Format every line of the material below as a numbered list, skipping any blank lines and leaving the pictures out.

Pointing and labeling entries

....................

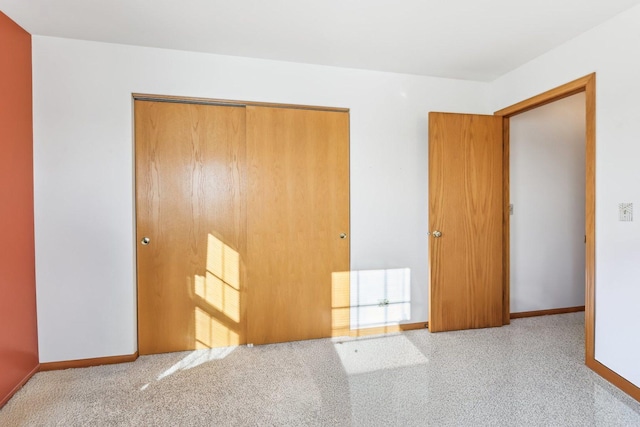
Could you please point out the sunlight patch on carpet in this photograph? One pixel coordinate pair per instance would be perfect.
(374, 354)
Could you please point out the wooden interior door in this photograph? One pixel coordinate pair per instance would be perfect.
(298, 207)
(465, 221)
(190, 203)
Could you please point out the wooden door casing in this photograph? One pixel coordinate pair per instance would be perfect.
(465, 205)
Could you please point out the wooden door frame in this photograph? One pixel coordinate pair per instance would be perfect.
(586, 84)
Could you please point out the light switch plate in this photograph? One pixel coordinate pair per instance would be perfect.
(626, 211)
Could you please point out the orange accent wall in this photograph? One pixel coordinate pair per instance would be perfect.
(18, 328)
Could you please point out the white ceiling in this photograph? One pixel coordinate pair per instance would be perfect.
(465, 39)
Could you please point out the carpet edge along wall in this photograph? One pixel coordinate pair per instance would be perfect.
(18, 326)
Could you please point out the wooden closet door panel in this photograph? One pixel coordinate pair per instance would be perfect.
(190, 203)
(298, 206)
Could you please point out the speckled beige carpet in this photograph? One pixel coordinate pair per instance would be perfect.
(528, 373)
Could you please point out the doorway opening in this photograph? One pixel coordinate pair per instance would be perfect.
(587, 85)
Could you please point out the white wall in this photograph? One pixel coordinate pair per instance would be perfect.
(547, 191)
(611, 51)
(84, 171)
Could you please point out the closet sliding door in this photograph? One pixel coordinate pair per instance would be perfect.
(297, 222)
(191, 227)
(242, 224)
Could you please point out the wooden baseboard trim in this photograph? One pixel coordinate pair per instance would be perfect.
(614, 378)
(6, 398)
(85, 363)
(547, 312)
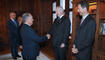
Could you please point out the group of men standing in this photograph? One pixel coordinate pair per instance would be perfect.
(59, 32)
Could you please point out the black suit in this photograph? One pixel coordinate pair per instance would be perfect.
(84, 38)
(14, 36)
(60, 33)
(31, 42)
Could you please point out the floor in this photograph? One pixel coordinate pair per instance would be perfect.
(45, 54)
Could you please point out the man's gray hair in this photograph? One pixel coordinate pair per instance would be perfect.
(25, 16)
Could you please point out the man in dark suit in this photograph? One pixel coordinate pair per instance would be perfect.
(14, 36)
(30, 38)
(85, 33)
(60, 33)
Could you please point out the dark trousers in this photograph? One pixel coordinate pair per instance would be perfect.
(14, 50)
(60, 53)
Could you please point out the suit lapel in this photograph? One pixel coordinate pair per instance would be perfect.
(85, 21)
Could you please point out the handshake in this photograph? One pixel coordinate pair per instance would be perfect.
(48, 36)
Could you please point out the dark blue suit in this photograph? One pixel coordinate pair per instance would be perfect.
(13, 29)
(84, 38)
(31, 42)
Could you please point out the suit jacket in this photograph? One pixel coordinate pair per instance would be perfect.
(84, 37)
(60, 31)
(14, 30)
(30, 41)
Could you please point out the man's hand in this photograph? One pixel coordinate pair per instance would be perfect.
(48, 36)
(74, 50)
(62, 45)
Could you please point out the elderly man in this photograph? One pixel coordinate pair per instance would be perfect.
(60, 33)
(13, 27)
(30, 38)
(85, 33)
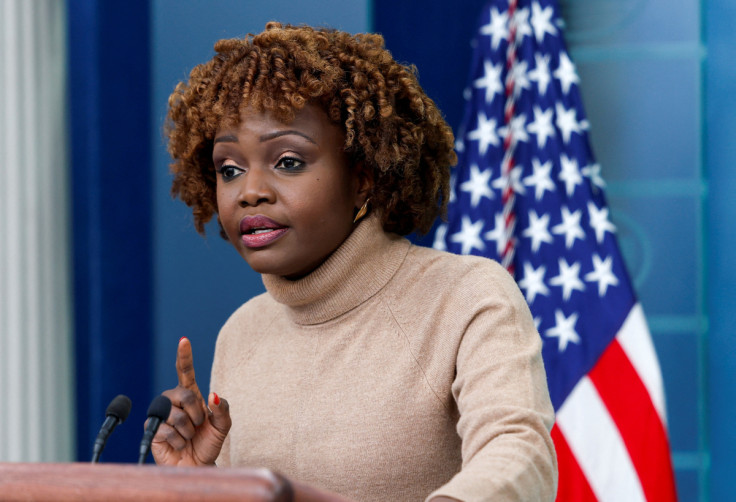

....................

### Response to this task
1. Could you please point out the sunlight patch on carpet in this photograph? One pixel coordinate pair per instance would be perfect.
2. (374, 354)
3. Could you please point out the wooden interior door in this photograph? One pixel coordinate pair per instance would be perfect.
4. (298, 207)
5. (465, 221)
6. (190, 203)
7. Could you please point out the wooden door casing in this photograph? One pixel coordinate pair per instance would be perfect.
8. (465, 205)
9. Could you please point out the wooden door frame in this photograph? One pixel coordinate pair per instance would be perfect.
10. (586, 84)
11. Could you please point out the light switch plate in this photograph? One pixel coordinate pair per instance would be perfect.
12. (626, 211)
13. Could you please point out the orange accent wall in this photograph? One pixel coordinate pair per instance would be perfect.
14. (18, 328)
15. Could you please point out the white ceiling in this photograph? One pixel coordinate pair per instance would be perfect.
16. (465, 39)
17. Could you please point out the carpet edge along wall in this photograph? One pixel coordinate pair per instance would be perfect.
18. (18, 326)
19. Could you please point out the wooden closet door panel in this photograph? One pixel coordinate pair per instance would be perfect.
20. (190, 203)
21. (298, 206)
22. Could you please point out the speckled beige carpet in this photograph? One pixel coordinate pair per instance would be perfect.
23. (528, 373)
24. Could you please point out the doorway opening in this photograph? One pixel coordinate pair per instance would be perfect.
25. (587, 85)
26. Could you please point out the white wall in this photograph? One pixel coordinate pair per instance would be perfect.
27. (547, 191)
28. (611, 51)
29. (84, 171)
30. Could you please point out the closet sliding door in this photograph? One pixel coordinate pair per instance would be perfect.
31. (297, 222)
32. (191, 227)
33. (242, 224)
34. Could you please point out the wooden baseboard trim in this photograph? One pixel coordinate pair per instance would be perfect.
35. (614, 378)
36. (6, 398)
37. (85, 363)
38. (547, 312)
39. Could you please point out the group of men standing in this photograph? One pixel coordinate pair per instance would be perfect.
40. (59, 32)
41. Could you please point out the black suit in this photograph? One pixel coordinate pair per instance would be perfect.
42. (84, 38)
43. (14, 36)
44. (60, 33)
45. (31, 42)
46. Could you please point out the floor in this photograph? One pixel coordinate pair per instance would be perfect.
47. (45, 54)
48. Could you please point out the man's gray hair in this photograph? One pixel coordinate pair per instance would be perfect.
49. (25, 16)
50. Could you please point out the man in dark suit in this photograph? One pixel coordinate pair per instance would be perfect.
51. (14, 36)
52. (30, 38)
53. (85, 33)
54. (60, 33)
55. Could you please point out the dark trousers in this photograph? One pixel coordinate pair per instance would be perfect.
56. (14, 50)
57. (60, 53)
58. Could you please point out the suit lapel in this photograph? One pixel coordinate pair per instance would be perfect.
59. (85, 21)
60. Could you please point out the handshake in this photograph? One pixel coordinate pair per instance would be perfect.
61. (48, 36)
62. Could you please point out the dark blue suit in this photograph? One pixel coordinate pair per instance would be perfect.
63. (13, 29)
64. (84, 38)
65. (31, 42)
66. Could you please point out the suit jacket in this photograph? One pixel coordinate pair per instance would be perfect.
67. (84, 37)
68. (60, 31)
69. (14, 30)
70. (30, 41)
71. Could you please point out the man's hand in this photograph? One pixel coordinate pair per instance would be perfect.
72. (48, 36)
73. (74, 50)
74. (62, 45)
75. Could you please point out the elderly man in this photograph? One pixel coordinate pair per instance would be perfect.
76. (60, 33)
77. (13, 27)
78. (30, 38)
79. (85, 33)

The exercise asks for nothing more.